PROBLEM TO SOLVE: Can you pull out, word for word, every line of the entries from the one containing "dry sand, newline-separated" down through the final line, including both of those lines?

-------- PROVIDED DATA

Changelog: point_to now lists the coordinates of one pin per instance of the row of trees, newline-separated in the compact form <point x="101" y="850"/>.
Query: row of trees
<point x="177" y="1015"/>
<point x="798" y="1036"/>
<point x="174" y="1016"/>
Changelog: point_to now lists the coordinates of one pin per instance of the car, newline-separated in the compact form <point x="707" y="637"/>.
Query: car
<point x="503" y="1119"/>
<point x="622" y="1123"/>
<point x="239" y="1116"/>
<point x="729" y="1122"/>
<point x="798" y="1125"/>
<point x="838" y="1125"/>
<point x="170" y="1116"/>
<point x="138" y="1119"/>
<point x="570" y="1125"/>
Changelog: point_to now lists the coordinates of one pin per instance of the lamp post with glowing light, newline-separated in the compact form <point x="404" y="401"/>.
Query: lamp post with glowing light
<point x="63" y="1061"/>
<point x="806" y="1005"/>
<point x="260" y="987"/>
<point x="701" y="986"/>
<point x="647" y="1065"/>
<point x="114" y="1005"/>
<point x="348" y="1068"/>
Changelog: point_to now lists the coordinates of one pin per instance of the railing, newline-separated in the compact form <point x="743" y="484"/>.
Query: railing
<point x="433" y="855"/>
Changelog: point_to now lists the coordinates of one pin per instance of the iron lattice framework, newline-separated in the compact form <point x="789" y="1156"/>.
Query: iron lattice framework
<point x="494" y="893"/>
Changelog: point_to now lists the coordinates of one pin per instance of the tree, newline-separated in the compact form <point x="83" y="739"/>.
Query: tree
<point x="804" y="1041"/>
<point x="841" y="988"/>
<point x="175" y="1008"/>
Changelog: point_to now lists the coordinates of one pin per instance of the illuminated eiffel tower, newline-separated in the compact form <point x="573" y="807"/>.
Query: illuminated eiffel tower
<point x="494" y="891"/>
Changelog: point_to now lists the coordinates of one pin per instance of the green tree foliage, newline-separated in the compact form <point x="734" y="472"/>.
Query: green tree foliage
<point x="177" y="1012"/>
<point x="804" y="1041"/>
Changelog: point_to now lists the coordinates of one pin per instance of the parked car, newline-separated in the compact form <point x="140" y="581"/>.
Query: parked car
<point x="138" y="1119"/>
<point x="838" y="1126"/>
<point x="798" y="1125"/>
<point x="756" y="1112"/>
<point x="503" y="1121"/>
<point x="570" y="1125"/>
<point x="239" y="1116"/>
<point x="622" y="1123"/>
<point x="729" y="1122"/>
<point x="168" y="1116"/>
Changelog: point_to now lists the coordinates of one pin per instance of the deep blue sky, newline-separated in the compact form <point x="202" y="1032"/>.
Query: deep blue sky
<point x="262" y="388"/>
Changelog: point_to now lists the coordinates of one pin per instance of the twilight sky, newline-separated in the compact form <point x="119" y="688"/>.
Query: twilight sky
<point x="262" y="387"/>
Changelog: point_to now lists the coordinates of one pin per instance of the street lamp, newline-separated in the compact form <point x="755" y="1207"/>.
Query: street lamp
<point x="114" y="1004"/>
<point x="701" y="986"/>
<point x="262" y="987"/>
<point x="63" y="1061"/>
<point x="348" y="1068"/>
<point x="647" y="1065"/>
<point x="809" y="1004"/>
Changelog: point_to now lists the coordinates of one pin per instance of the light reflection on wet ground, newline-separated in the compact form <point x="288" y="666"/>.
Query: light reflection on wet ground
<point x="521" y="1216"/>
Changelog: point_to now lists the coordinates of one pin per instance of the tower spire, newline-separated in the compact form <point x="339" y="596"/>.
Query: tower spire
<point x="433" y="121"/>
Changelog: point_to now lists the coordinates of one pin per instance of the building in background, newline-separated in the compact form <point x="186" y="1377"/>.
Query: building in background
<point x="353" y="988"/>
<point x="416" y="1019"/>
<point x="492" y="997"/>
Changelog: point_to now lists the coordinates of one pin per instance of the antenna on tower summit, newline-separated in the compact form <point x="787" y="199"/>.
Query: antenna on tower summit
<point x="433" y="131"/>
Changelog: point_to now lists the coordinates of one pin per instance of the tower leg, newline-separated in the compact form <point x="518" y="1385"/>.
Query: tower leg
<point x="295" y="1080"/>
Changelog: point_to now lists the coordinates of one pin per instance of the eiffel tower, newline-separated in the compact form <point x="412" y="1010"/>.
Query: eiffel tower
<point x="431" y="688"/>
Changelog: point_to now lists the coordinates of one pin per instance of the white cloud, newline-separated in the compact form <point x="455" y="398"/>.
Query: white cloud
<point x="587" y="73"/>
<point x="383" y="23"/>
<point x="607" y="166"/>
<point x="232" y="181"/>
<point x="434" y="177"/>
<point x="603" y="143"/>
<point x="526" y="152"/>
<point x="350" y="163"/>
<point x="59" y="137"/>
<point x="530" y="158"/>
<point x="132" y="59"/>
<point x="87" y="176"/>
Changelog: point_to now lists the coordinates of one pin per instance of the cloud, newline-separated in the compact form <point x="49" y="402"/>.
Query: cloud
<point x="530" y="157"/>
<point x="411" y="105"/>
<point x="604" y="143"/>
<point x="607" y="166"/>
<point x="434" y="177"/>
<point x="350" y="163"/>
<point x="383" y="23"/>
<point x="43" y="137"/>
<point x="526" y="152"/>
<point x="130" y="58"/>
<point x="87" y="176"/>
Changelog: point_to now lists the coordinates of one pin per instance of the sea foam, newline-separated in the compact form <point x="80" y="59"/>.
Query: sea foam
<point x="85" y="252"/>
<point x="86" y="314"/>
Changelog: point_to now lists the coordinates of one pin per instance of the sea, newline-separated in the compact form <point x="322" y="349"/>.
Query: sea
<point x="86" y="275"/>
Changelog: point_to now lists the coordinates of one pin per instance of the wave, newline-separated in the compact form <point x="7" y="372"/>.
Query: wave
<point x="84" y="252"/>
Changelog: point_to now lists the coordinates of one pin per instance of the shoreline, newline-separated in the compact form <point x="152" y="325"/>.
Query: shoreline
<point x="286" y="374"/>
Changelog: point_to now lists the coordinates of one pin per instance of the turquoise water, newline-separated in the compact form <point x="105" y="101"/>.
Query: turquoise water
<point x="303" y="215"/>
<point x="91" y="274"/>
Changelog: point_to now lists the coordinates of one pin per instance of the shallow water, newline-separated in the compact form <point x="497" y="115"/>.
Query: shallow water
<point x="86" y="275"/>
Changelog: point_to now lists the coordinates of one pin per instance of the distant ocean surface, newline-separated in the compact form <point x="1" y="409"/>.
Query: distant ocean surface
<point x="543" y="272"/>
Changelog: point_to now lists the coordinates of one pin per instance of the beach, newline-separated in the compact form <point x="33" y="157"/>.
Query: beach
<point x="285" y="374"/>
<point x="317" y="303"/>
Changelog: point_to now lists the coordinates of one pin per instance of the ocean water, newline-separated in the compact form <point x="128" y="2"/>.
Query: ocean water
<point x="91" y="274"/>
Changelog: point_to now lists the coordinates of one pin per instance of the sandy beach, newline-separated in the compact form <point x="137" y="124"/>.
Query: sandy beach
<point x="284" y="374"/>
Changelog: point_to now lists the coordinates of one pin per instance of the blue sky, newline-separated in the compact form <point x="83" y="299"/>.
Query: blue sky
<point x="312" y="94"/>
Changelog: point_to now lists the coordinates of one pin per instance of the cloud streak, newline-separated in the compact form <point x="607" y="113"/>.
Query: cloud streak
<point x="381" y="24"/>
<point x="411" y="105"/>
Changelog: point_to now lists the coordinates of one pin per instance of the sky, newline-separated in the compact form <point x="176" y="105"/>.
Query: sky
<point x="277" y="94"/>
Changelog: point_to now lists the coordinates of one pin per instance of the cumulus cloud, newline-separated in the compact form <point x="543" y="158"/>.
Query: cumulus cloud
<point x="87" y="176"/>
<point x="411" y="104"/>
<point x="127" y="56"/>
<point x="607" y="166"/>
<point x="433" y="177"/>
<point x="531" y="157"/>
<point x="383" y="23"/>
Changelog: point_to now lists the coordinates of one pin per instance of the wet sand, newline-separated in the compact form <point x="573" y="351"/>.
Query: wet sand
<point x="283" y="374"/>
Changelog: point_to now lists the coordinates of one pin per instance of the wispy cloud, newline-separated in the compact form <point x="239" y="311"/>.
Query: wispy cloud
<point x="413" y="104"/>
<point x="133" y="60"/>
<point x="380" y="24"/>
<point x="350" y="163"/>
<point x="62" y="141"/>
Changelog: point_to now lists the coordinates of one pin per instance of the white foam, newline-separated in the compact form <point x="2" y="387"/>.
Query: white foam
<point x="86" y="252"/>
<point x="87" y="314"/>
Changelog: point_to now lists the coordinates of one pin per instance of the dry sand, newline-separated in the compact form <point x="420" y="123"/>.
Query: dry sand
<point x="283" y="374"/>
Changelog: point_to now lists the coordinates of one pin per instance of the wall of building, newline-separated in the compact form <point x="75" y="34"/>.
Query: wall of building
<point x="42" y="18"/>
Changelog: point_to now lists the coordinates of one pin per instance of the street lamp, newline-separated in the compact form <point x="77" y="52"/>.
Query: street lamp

----------------

THE SOLUTION:
Changelog: point_to now lists the coordinates of one pin per instance of the dry sand, newline-separated in the compact form <point x="420" y="123"/>.
Query: dry sand
<point x="283" y="374"/>
Changelog: point_to now lists the coordinates of one pin per instance of the wall of building, newline-separated in the compact form <point x="75" y="34"/>.
Query: wall of building
<point x="42" y="18"/>
Changelog: point_to now lists the coordinates of one pin per instance of the street lamp, newline-separated in the compact form <point x="77" y="52"/>.
Query: street lamp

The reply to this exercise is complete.